### [Data to use]
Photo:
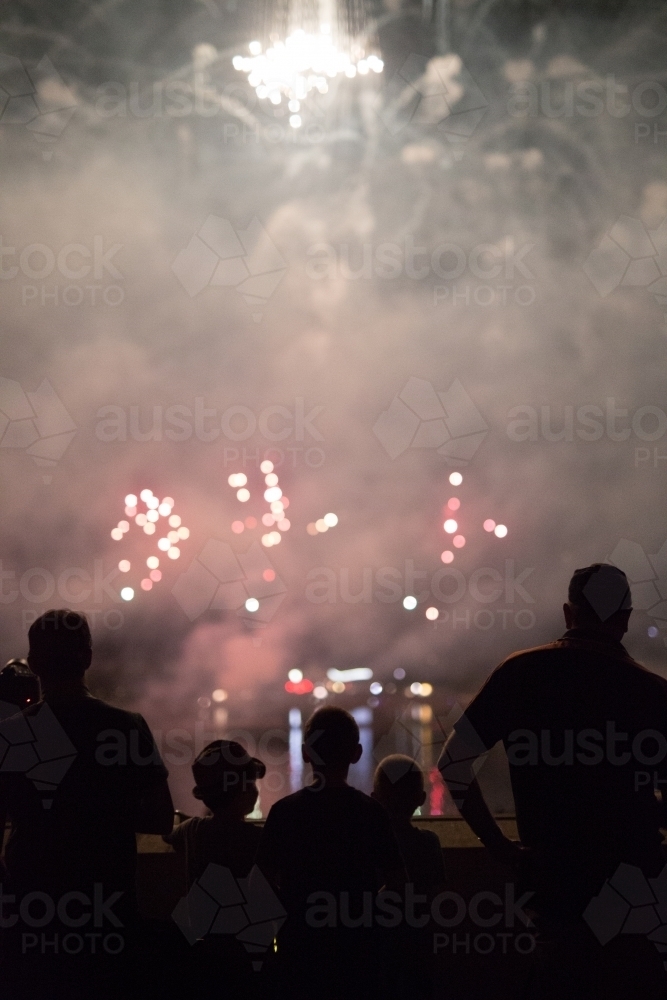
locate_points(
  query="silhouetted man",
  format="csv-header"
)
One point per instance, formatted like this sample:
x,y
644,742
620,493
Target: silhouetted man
x,y
78,780
585,731
329,849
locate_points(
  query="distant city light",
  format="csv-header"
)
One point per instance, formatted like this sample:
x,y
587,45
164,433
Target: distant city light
x,y
421,690
350,675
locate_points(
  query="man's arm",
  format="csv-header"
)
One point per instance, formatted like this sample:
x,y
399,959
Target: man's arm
x,y
457,766
156,809
3,821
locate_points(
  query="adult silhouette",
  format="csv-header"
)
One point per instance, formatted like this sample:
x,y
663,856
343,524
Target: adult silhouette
x,y
78,779
585,731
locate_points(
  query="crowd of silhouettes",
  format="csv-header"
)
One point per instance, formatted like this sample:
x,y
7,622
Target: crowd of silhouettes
x,y
329,856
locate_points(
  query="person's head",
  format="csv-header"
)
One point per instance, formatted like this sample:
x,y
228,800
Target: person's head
x,y
398,785
226,778
599,598
60,647
331,741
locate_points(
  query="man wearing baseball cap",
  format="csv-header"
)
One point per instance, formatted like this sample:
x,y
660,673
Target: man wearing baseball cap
x,y
226,782
584,727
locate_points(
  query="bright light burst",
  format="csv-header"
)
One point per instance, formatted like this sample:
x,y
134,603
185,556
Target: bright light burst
x,y
155,511
302,64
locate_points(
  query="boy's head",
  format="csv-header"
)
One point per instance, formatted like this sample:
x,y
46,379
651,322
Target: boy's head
x,y
226,775
399,785
60,646
331,739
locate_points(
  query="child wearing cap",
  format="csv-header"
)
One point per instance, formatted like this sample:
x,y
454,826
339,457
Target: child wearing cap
x,y
226,782
398,785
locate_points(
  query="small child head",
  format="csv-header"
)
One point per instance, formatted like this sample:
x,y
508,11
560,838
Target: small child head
x,y
399,785
226,775
331,738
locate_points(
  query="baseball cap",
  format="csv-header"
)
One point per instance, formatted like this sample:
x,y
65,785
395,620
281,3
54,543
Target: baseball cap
x,y
600,588
224,763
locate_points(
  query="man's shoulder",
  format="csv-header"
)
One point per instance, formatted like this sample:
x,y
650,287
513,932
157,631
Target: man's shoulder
x,y
100,712
523,658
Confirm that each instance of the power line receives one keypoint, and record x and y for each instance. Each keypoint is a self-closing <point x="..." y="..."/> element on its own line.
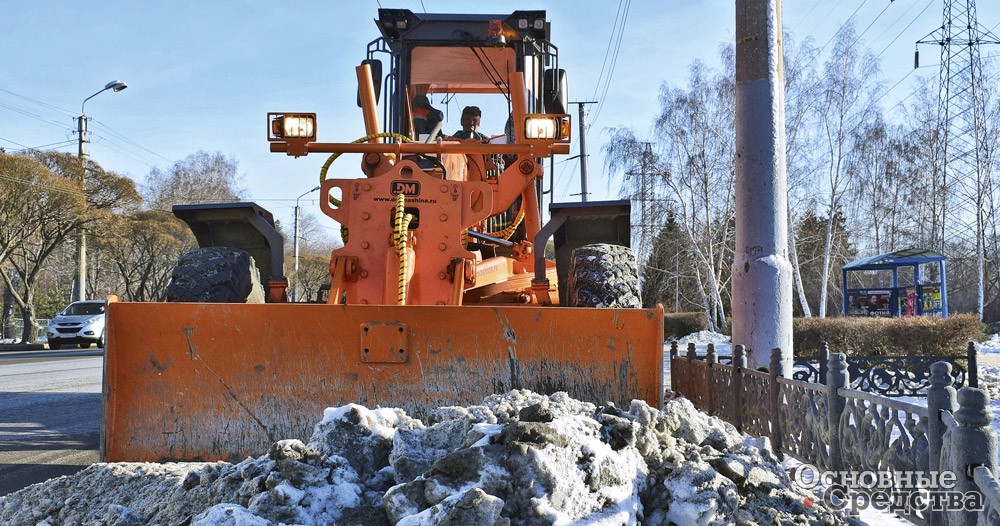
<point x="15" y="142"/>
<point x="47" y="147"/>
<point x="811" y="9"/>
<point x="904" y="29"/>
<point x="884" y="9"/>
<point x="844" y="25"/>
<point x="126" y="139"/>
<point x="607" y="52"/>
<point x="32" y="115"/>
<point x="614" y="62"/>
<point x="826" y="18"/>
<point x="40" y="103"/>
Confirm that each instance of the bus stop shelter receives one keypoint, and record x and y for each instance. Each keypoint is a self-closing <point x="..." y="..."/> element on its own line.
<point x="908" y="282"/>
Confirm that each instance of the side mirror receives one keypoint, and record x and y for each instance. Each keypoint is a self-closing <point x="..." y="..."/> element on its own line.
<point x="555" y="91"/>
<point x="376" y="67"/>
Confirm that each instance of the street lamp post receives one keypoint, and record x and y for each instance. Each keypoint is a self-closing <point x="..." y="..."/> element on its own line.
<point x="80" y="279"/>
<point x="295" y="244"/>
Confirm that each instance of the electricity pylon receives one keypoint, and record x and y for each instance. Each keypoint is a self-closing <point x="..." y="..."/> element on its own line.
<point x="964" y="176"/>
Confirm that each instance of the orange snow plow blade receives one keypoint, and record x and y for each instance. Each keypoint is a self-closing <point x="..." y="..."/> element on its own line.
<point x="190" y="381"/>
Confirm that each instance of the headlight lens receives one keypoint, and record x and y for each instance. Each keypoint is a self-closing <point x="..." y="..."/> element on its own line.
<point x="294" y="126"/>
<point x="546" y="127"/>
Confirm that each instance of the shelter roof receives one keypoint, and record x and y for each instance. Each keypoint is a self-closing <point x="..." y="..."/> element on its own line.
<point x="909" y="256"/>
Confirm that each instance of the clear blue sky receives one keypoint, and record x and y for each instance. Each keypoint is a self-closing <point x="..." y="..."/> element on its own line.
<point x="203" y="74"/>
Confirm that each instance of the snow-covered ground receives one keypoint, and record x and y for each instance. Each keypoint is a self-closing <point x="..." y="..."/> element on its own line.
<point x="519" y="458"/>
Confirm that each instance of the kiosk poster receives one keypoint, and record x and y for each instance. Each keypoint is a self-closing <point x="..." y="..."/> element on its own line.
<point x="870" y="303"/>
<point x="908" y="302"/>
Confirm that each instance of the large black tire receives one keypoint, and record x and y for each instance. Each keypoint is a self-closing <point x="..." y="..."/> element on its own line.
<point x="603" y="276"/>
<point x="215" y="275"/>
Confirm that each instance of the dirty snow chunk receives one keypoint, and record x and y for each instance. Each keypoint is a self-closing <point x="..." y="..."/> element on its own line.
<point x="699" y="494"/>
<point x="686" y="422"/>
<point x="382" y="422"/>
<point x="488" y="431"/>
<point x="520" y="458"/>
<point x="472" y="507"/>
<point x="228" y="515"/>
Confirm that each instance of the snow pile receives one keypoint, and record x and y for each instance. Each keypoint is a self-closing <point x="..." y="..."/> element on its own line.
<point x="520" y="458"/>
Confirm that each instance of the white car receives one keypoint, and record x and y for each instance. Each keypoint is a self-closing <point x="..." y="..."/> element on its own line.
<point x="81" y="323"/>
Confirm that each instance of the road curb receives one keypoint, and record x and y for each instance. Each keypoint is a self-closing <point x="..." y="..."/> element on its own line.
<point x="22" y="347"/>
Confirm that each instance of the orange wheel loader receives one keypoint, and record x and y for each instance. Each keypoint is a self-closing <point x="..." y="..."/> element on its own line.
<point x="441" y="294"/>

### [Action item]
The reply must consist of the complete listing, reproduced exactly, with no images.

### [Answer to this task]
Photo:
locate_points(
  query="silhouetted man",
  format="csv-header"
)
One point per instance, formatted like this sample:
x,y
644,742
620,493
Target: silhouetted man
x,y
78,780
585,731
329,849
locate_points(
  query="distant city light",
  format="csv-header"
)
One point per instance, formatted like this sample:
x,y
587,45
164,433
Target: distant city light
x,y
421,690
350,675
locate_points(
  query="man's arm",
  format="csv-header"
)
One point per instance, formatted like this sample:
x,y
399,959
Target: man's arm
x,y
457,766
156,809
3,821
locate_points(
  query="adult silhouette",
  format="csv-header"
)
One point per instance, formatted like this sample:
x,y
663,856
343,524
Target: adult silhouette
x,y
78,779
585,731
locate_points(
  query="crowd of silhouettes",
  format="csv-header"
)
One point per instance, formatted like this sample:
x,y
7,622
Target: crowd of silhouettes
x,y
329,856
locate_points(
  query="person's head",
  format="csv-header"
)
One point per instance, formatted like this sample:
x,y
228,800
Target: person's head
x,y
398,785
226,778
599,598
60,647
331,741
locate_points(
  query="man wearing baseball cap",
  format="csv-header"
)
One point per instance, formatted like this sample:
x,y
660,673
Target: man wearing baseball cap
x,y
226,782
584,727
locate_points(
  query="bright light burst",
  format="csv-header"
)
One point per instance, formatted like this sample:
x,y
134,603
185,556
Target: bright light burst
x,y
155,511
302,64
locate_points(
  query="boy's head",
  format="csv-header"
)
One point per instance, formatted like this sample:
x,y
46,379
651,322
Target: boy's head
x,y
226,775
399,785
60,646
331,739
locate_points(
  query="child wearing cap",
  format="csv-header"
)
One point per instance, formatted like this sample:
x,y
454,826
339,457
Target: child wearing cap
x,y
226,782
398,785
locate_points(
  query="small child head",
  format="csv-header"
)
One point per instance, formatted like this sample:
x,y
508,11
560,838
Target: small child head
x,y
399,785
226,775
331,738
locate_points(
  query="baseball cap",
  format="csv-header"
)
One point per instance, formatted like this sample:
x,y
65,785
395,620
281,3
54,543
Target: baseball cap
x,y
600,588
224,763
locate_points(
  query="man's shoulder",
  format="csv-header"
)
One point per instance, formatted like this sample:
x,y
650,287
513,932
157,631
Target: man's shoulder
x,y
100,712
523,658
Confirm that each instance of the power line receives one keypoint, and record x and y for each instance. Each keypoint is a self-closing <point x="..." y="..."/> element on its own line.
<point x="15" y="142"/>
<point x="47" y="147"/>
<point x="811" y="9"/>
<point x="904" y="29"/>
<point x="884" y="9"/>
<point x="844" y="25"/>
<point x="126" y="139"/>
<point x="607" y="52"/>
<point x="32" y="115"/>
<point x="614" y="62"/>
<point x="826" y="18"/>
<point x="40" y="103"/>
Confirm that each instance of the bus stop shelter receives one keypoint, and record x and y for each instance. Each keypoint is a self-closing <point x="..." y="..."/> element on its own line.
<point x="908" y="282"/>
Confirm that each instance of the side mirror receives one keypoint, and record x and y for each instance. Each keypoint is a self-closing <point x="..." y="..."/> element on its own line.
<point x="555" y="91"/>
<point x="376" y="67"/>
Confirm that each instance of the street lamp post receives one keypoint, and record x and y for each instance. Each keypoint is a self-closing <point x="..." y="..."/> element on its own line.
<point x="80" y="279"/>
<point x="295" y="244"/>
Confirm that each instance of the electricity pylon receives one keypoint, and record x and y for each instance. Each keypoint is a self-closing <point x="..." y="..."/> element on its own line.
<point x="964" y="176"/>
Confirm that each instance of the orange snow plow blade receives one keypoint, and record x and y for each instance. Each keypoint is a self-closing <point x="..." y="..."/> element on its own line.
<point x="190" y="381"/>
Confirm that each instance of the headlight lens receives one keypoint, and record x and y for each instance. Each keypoint is a self-closing <point x="..." y="..."/> element on its own line.
<point x="294" y="126"/>
<point x="546" y="127"/>
Confirm that each instance of the shelter roof receives one keypoint, and record x and y for each instance. Each keypoint is a self-closing <point x="..." y="..."/> element on its own line.
<point x="909" y="256"/>
Confirm that each instance of the clear blue sky receives one keypoint, and record x and y for each instance. Each keypoint is a self-closing <point x="..." y="..."/> element on its own line.
<point x="203" y="74"/>
Confirm that each instance of the snow-covered ground receives one keypoint, and record x and y for each instance. Each keypoint is a self-closing <point x="..." y="..."/> element on its own line.
<point x="519" y="458"/>
Confirm that each instance of the kiosk poster receives one keypoint, and record x and y for each instance. Each keypoint is a self-closing <point x="..." y="..."/> element on its own line.
<point x="870" y="303"/>
<point x="908" y="302"/>
Confirm that each instance of the large black tire receives one keypoint, and record x and y for each instance. Each keypoint is a self-closing <point x="..." y="..."/> element on its own line.
<point x="603" y="276"/>
<point x="215" y="275"/>
Confirm that each instance of the dirty snow chunk receives one keypoint, and record x and y for each instance. Each keypoint is a self-closing <point x="..." y="..."/> element on its own line.
<point x="699" y="494"/>
<point x="686" y="422"/>
<point x="382" y="422"/>
<point x="488" y="431"/>
<point x="520" y="458"/>
<point x="472" y="507"/>
<point x="228" y="515"/>
Confirm that each instance of the snow pile receives one keypoint, and record x and y for each instance. Each keypoint is a self-closing <point x="..." y="..."/> element on its own line.
<point x="520" y="458"/>
Confirm that each instance of the white car receives one keypoint, and record x and y for each instance. Each keypoint is a self-closing <point x="..." y="..."/> element on its own line.
<point x="81" y="323"/>
Confirm that each instance of the road curb receives one keypoint, and record x and y for each instance. Each keypoint is a self-closing <point x="..." y="..."/> element on its own line.
<point x="22" y="347"/>
Confirm that each instance of the orange wheel loader receives one keypoint, and record x and y for each instance. Each keypoint is a self-closing <point x="..." y="..."/> element on its own line.
<point x="441" y="294"/>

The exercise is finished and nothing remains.